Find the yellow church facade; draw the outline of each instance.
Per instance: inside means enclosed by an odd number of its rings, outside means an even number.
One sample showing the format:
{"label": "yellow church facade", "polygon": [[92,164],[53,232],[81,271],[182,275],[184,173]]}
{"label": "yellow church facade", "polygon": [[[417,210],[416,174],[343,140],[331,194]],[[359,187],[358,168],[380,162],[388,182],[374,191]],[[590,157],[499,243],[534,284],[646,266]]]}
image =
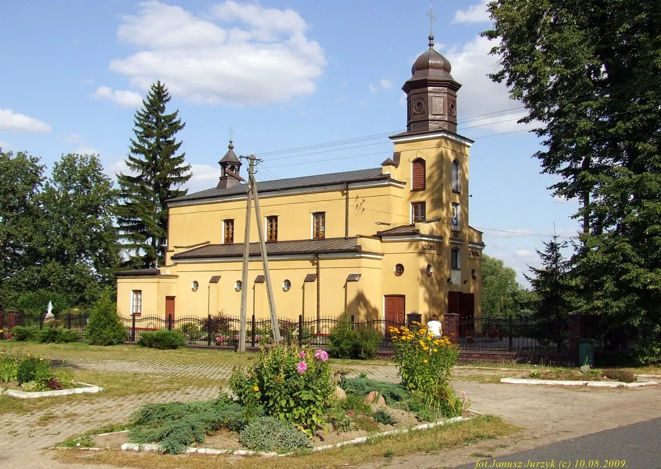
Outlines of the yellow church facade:
{"label": "yellow church facade", "polygon": [[[381,167],[257,183],[278,317],[479,316],[485,245],[469,224],[461,85],[433,36],[412,71],[407,130]],[[247,289],[249,317],[268,317],[254,209],[241,283],[247,186],[231,142],[219,164],[217,187],[169,201],[165,265],[116,274],[120,314],[238,316]]]}

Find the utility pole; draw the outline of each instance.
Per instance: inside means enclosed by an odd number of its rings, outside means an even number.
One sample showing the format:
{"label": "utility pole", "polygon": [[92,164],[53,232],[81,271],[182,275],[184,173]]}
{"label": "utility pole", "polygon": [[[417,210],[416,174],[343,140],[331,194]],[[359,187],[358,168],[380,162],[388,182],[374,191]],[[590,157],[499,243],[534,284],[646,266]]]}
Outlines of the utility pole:
{"label": "utility pole", "polygon": [[[254,161],[254,156],[251,155],[251,162]],[[259,198],[257,196],[257,183],[254,180],[254,173],[251,171],[251,188],[254,199],[254,215],[257,219],[257,232],[259,233],[259,247],[262,251],[262,264],[264,264],[264,276],[266,281],[266,296],[268,298],[268,310],[271,314],[271,327],[273,329],[273,340],[277,345],[280,342],[280,328],[278,324],[278,314],[276,312],[276,302],[273,297],[273,284],[271,283],[271,272],[268,270],[268,258],[266,256],[266,243],[264,241],[264,231],[262,229],[262,214],[259,210]]]}
{"label": "utility pole", "polygon": [[273,330],[273,340],[276,345],[280,342],[280,330],[278,324],[278,315],[276,312],[276,303],[273,296],[273,285],[271,283],[271,273],[268,269],[268,258],[266,256],[266,244],[264,240],[264,231],[262,227],[262,215],[259,209],[259,198],[257,194],[257,183],[254,180],[254,163],[257,161],[254,155],[240,157],[249,161],[248,168],[248,188],[247,201],[246,203],[246,229],[245,245],[243,249],[243,275],[241,285],[241,324],[239,334],[239,351],[245,351],[246,336],[246,310],[247,306],[247,285],[248,285],[248,258],[250,251],[250,218],[251,200],[254,199],[255,217],[257,220],[257,233],[259,235],[260,250],[262,254],[262,264],[264,268],[264,275],[266,281],[266,295],[268,298],[268,309],[271,316],[271,327]]}
{"label": "utility pole", "polygon": [[[250,159],[248,173],[253,174],[254,170],[254,158]],[[243,270],[241,275],[241,324],[239,330],[239,351],[246,351],[246,316],[248,308],[248,258],[250,256],[250,212],[251,212],[251,186],[252,178],[248,178],[246,188],[246,225],[243,235]]]}

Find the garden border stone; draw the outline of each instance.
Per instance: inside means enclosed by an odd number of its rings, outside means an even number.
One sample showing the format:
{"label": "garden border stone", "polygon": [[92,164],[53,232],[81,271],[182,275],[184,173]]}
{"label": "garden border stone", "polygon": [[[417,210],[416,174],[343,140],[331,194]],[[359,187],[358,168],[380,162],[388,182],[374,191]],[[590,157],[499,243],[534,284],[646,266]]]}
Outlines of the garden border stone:
{"label": "garden border stone", "polygon": [[[471,420],[471,417],[454,417],[451,419],[446,419],[445,420],[439,420],[435,422],[430,422],[429,423],[423,423],[422,425],[416,425],[415,427],[411,427],[410,428],[401,428],[397,429],[396,430],[389,430],[388,431],[383,431],[379,433],[375,433],[373,435],[368,435],[364,437],[359,437],[358,438],[354,438],[352,440],[347,440],[346,441],[340,441],[340,443],[334,443],[332,445],[324,445],[323,446],[315,447],[312,449],[313,451],[323,451],[327,449],[331,449],[332,448],[339,448],[340,447],[346,446],[347,445],[357,445],[358,443],[365,443],[371,439],[375,438],[379,438],[381,437],[385,437],[390,435],[398,435],[400,433],[408,433],[409,431],[415,431],[416,430],[426,430],[430,428],[434,428],[434,427],[440,427],[445,425],[446,423],[452,423],[454,422],[463,421],[467,420]],[[124,432],[115,432],[115,433],[124,433]],[[105,433],[104,435],[112,435],[113,433]],[[97,436],[97,435],[92,435]],[[160,445],[156,444],[140,444],[140,443],[123,443],[120,447],[120,449],[122,451],[161,451],[161,448]],[[198,452],[203,454],[239,454],[239,456],[261,456],[265,458],[271,458],[273,456],[288,456],[290,454],[293,454],[292,452],[284,452],[282,454],[278,454],[276,452],[265,452],[263,451],[251,451],[250,450],[245,449],[217,449],[215,448],[194,448],[192,447],[188,447],[186,449],[184,452],[186,453],[191,452]]]}
{"label": "garden border stone", "polygon": [[9,389],[5,392],[7,396],[19,399],[36,399],[38,398],[47,398],[54,396],[67,396],[69,394],[80,394],[83,392],[100,392],[103,388],[94,384],[88,384],[87,382],[76,382],[76,384],[82,384],[82,388],[71,388],[69,389],[59,389],[56,391],[40,391],[38,392],[27,392],[18,389]]}
{"label": "garden border stone", "polygon": [[545,384],[547,386],[589,386],[594,388],[637,388],[658,384],[656,381],[623,382],[621,381],[576,381],[560,379],[533,379],[526,378],[501,378],[500,382],[510,384]]}

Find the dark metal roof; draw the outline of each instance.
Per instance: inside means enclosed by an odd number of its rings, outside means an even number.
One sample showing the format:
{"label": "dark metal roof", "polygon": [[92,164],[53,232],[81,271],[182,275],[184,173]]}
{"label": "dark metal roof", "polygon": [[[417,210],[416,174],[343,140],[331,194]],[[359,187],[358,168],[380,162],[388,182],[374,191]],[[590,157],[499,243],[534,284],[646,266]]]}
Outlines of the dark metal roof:
{"label": "dark metal roof", "polygon": [[[260,194],[272,193],[289,189],[300,189],[308,187],[321,187],[332,186],[344,182],[364,182],[367,181],[387,180],[389,174],[382,174],[381,168],[360,169],[356,171],[333,172],[317,176],[303,176],[299,178],[276,179],[272,181],[261,181],[257,183],[257,191]],[[179,202],[187,200],[200,200],[229,196],[238,196],[246,193],[245,184],[240,184],[231,188],[207,189],[199,192],[188,194],[181,197],[170,199],[168,202]]]}
{"label": "dark metal roof", "polygon": [[[259,243],[250,243],[250,256],[260,255]],[[360,252],[358,238],[327,238],[292,241],[276,241],[266,243],[268,256],[286,254],[330,254],[334,252]],[[173,260],[206,258],[241,257],[243,256],[243,243],[232,244],[207,244],[172,256]]]}
{"label": "dark metal roof", "polygon": [[381,237],[383,236],[394,236],[395,234],[419,234],[420,230],[416,229],[414,225],[404,225],[401,227],[395,227],[383,231],[377,231],[374,236]]}
{"label": "dark metal roof", "polygon": [[160,275],[160,269],[137,269],[115,272],[115,277],[136,277],[139,275]]}

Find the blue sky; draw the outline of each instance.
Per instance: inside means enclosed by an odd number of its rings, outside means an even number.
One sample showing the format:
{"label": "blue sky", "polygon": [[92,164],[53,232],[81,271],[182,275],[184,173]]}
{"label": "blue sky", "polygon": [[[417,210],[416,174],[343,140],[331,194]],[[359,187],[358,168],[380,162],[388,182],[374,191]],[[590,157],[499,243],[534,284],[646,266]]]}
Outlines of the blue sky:
{"label": "blue sky", "polygon": [[[497,69],[479,37],[490,24],[485,3],[436,1],[436,48],[463,85],[458,131],[475,140],[471,224],[485,232],[485,254],[523,282],[554,223],[559,234],[575,233],[576,203],[551,197],[556,180],[539,174],[531,158],[538,140],[517,131],[525,130],[517,114],[461,124],[520,106],[485,76]],[[186,124],[192,190],[215,186],[230,127],[237,153],[264,154],[258,179],[375,167],[392,151],[385,137],[268,153],[403,130],[401,88],[426,48],[428,8],[426,0],[5,2],[0,147],[49,167],[62,153],[95,153],[109,174],[125,170],[134,114],[160,79]]]}

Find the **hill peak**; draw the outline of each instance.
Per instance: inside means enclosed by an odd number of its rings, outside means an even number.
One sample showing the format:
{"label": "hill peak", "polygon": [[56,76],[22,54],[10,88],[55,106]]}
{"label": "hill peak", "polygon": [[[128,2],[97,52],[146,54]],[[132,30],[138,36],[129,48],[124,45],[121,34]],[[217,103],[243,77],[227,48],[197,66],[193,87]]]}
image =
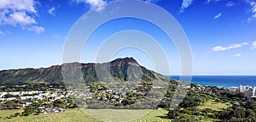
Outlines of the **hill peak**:
{"label": "hill peak", "polygon": [[117,58],[110,62],[111,65],[122,66],[125,64],[140,66],[140,64],[133,58]]}

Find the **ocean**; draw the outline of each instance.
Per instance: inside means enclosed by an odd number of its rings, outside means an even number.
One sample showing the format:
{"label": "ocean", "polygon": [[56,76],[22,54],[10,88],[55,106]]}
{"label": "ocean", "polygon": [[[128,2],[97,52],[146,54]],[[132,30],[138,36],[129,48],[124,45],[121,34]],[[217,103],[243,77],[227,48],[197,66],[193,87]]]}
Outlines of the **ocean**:
{"label": "ocean", "polygon": [[[171,75],[169,77],[179,80],[180,76]],[[191,82],[220,87],[239,86],[240,85],[256,86],[256,75],[194,75]]]}

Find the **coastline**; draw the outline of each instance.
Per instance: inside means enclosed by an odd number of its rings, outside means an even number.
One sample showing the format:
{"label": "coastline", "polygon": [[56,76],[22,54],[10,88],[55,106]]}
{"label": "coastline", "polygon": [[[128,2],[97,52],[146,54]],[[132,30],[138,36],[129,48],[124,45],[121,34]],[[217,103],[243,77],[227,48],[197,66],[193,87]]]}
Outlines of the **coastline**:
{"label": "coastline", "polygon": [[[168,75],[168,77],[179,80],[180,76]],[[192,75],[191,82],[224,88],[240,86],[256,86],[256,75]]]}

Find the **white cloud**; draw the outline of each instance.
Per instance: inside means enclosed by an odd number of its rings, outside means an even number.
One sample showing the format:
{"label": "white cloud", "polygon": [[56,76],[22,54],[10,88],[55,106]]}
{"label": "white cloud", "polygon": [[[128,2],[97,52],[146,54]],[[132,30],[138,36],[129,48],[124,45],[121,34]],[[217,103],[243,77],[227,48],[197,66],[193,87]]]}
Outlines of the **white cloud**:
{"label": "white cloud", "polygon": [[218,2],[218,1],[220,1],[220,0],[207,0],[207,1],[206,1],[206,4],[209,4],[209,3],[212,3],[212,2],[217,3],[217,2]]}
{"label": "white cloud", "polygon": [[15,12],[10,14],[6,20],[6,24],[12,25],[14,26],[16,25],[26,25],[36,24],[36,20],[31,16],[27,15],[25,12]]}
{"label": "white cloud", "polygon": [[32,26],[38,26],[37,5],[35,0],[1,0],[0,26],[20,26],[28,30]]}
{"label": "white cloud", "polygon": [[183,0],[182,7],[180,12],[183,12],[188,7],[192,4],[194,0]]}
{"label": "white cloud", "polygon": [[250,5],[252,7],[252,8],[251,8],[252,15],[247,19],[247,21],[250,22],[253,19],[256,19],[256,2],[248,1],[248,3],[250,3]]}
{"label": "white cloud", "polygon": [[251,49],[256,49],[256,42],[253,42]]}
{"label": "white cloud", "polygon": [[146,1],[146,2],[149,2],[149,3],[154,3],[159,2],[159,0],[145,0],[145,1]]}
{"label": "white cloud", "polygon": [[55,8],[53,7],[50,9],[48,10],[48,13],[53,16],[55,16],[55,14],[54,14],[54,11],[55,10]]}
{"label": "white cloud", "polygon": [[30,30],[30,31],[34,31],[37,34],[40,34],[40,33],[43,33],[44,31],[44,27],[37,26],[37,25],[31,26],[31,27],[27,28],[27,30]]}
{"label": "white cloud", "polygon": [[37,13],[34,5],[34,0],[1,0],[0,9],[26,10],[27,12]]}
{"label": "white cloud", "polygon": [[213,17],[213,19],[218,19],[220,16],[222,15],[222,14],[221,13],[219,13],[218,14],[217,14],[217,15],[215,15],[214,17]]}
{"label": "white cloud", "polygon": [[107,1],[105,0],[73,0],[73,1],[77,2],[78,3],[87,3],[90,6],[92,9],[96,9],[96,11],[102,10],[107,4]]}
{"label": "white cloud", "polygon": [[246,46],[247,44],[248,44],[247,42],[242,42],[242,43],[238,43],[238,44],[232,44],[229,47],[218,46],[218,47],[212,47],[212,50],[215,51],[215,52],[226,51],[226,50],[230,50],[230,49],[239,48],[239,47],[241,47]]}
{"label": "white cloud", "polygon": [[237,54],[235,54],[235,55],[233,55],[234,57],[241,57],[241,53],[237,53]]}
{"label": "white cloud", "polygon": [[227,7],[232,7],[234,5],[236,5],[234,1],[230,1],[230,2],[227,3],[227,4],[226,4]]}
{"label": "white cloud", "polygon": [[4,35],[5,33],[2,30],[0,30],[0,35]]}

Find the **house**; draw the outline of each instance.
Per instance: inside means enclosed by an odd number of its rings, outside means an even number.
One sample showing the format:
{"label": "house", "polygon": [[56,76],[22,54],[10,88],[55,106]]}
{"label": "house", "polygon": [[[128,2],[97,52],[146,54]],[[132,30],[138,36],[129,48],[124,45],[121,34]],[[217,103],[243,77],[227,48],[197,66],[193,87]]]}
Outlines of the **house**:
{"label": "house", "polygon": [[150,86],[151,88],[154,88],[154,89],[160,89],[160,88],[163,88],[162,86],[156,86],[156,85],[150,85],[149,86]]}
{"label": "house", "polygon": [[229,91],[230,92],[238,92],[239,91],[239,87],[236,87],[236,86],[230,86],[229,88]]}

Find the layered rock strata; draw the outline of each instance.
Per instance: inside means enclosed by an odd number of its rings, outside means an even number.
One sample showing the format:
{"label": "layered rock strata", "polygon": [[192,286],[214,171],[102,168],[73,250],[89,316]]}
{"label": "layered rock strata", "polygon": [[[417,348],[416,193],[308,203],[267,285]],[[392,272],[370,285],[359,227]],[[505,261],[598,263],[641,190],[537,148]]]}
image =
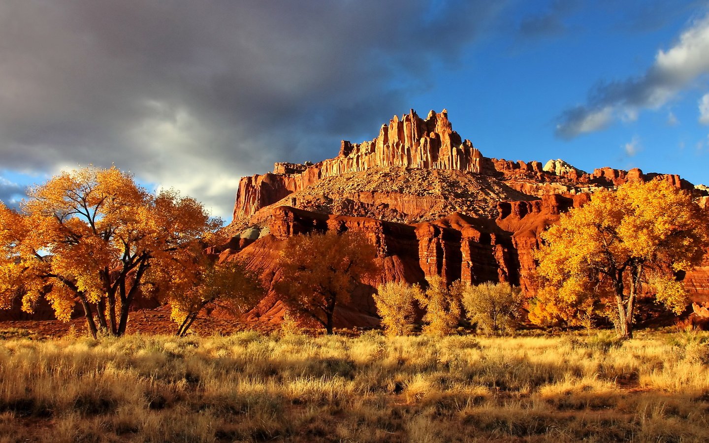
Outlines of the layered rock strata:
{"label": "layered rock strata", "polygon": [[311,165],[277,163],[273,173],[243,177],[234,219],[249,218],[321,179],[388,167],[474,173],[494,170],[489,159],[452,130],[445,109],[439,113],[430,111],[425,119],[412,109],[401,118],[394,116],[389,125],[382,125],[379,136],[371,141],[352,144],[342,140],[340,153],[333,159]]}

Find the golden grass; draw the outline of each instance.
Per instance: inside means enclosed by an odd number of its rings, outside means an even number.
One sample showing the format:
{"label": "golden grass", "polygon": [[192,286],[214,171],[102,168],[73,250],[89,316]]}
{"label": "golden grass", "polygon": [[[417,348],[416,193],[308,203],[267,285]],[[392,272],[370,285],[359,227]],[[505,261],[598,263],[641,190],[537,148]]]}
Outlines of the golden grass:
{"label": "golden grass", "polygon": [[709,337],[0,341],[0,442],[709,441]]}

•••••

| YOUR GOAL |
All lines from the line containing "Find the golden" through the end of the listing above are to be duplicated exactly; include both ends and nothing further.

| RIGHT ANSWER |
Find the golden grass; draw the outline of each instance.
Per instance: inside means enclosed by an odd number of its rings, outside means an even number.
One sample showing the format:
{"label": "golden grass", "polygon": [[192,286],[214,171],[102,168],[73,250],[89,316]]}
{"label": "golden grass", "polygon": [[[417,348],[416,193],[308,203],[267,285]],[[392,272],[370,285],[359,227]],[[505,261],[598,263],[641,190],[537,148]]]}
Outlines of the golden grass:
{"label": "golden grass", "polygon": [[709,337],[0,341],[0,442],[709,441]]}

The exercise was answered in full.